» To do
Reproduce all of the listing below without alteration.

» Task data
******
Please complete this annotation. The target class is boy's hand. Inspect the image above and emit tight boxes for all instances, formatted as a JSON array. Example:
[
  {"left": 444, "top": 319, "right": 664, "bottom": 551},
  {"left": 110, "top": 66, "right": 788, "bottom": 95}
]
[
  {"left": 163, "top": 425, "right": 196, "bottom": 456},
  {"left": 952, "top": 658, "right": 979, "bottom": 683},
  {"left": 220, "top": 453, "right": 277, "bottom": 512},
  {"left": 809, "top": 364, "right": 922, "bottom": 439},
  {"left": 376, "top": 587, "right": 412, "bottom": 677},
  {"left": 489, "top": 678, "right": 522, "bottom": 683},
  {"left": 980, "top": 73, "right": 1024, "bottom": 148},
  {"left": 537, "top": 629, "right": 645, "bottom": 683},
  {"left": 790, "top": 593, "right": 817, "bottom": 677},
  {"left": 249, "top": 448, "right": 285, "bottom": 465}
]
******
» Response to this exercise
Please complete this annotation. The target class is boy's hand. Inspect the image above and emit tight boxes for all instances, formatted as a JSON array. Example:
[
  {"left": 444, "top": 319, "right": 664, "bottom": 551},
  {"left": 110, "top": 66, "right": 788, "bottom": 95}
]
[
  {"left": 163, "top": 425, "right": 196, "bottom": 456},
  {"left": 952, "top": 658, "right": 979, "bottom": 683},
  {"left": 220, "top": 453, "right": 277, "bottom": 512},
  {"left": 809, "top": 364, "right": 922, "bottom": 439},
  {"left": 376, "top": 587, "right": 412, "bottom": 677},
  {"left": 489, "top": 678, "right": 522, "bottom": 683},
  {"left": 980, "top": 73, "right": 1024, "bottom": 148},
  {"left": 537, "top": 629, "right": 645, "bottom": 683},
  {"left": 790, "top": 593, "right": 817, "bottom": 677},
  {"left": 249, "top": 448, "right": 285, "bottom": 465}
]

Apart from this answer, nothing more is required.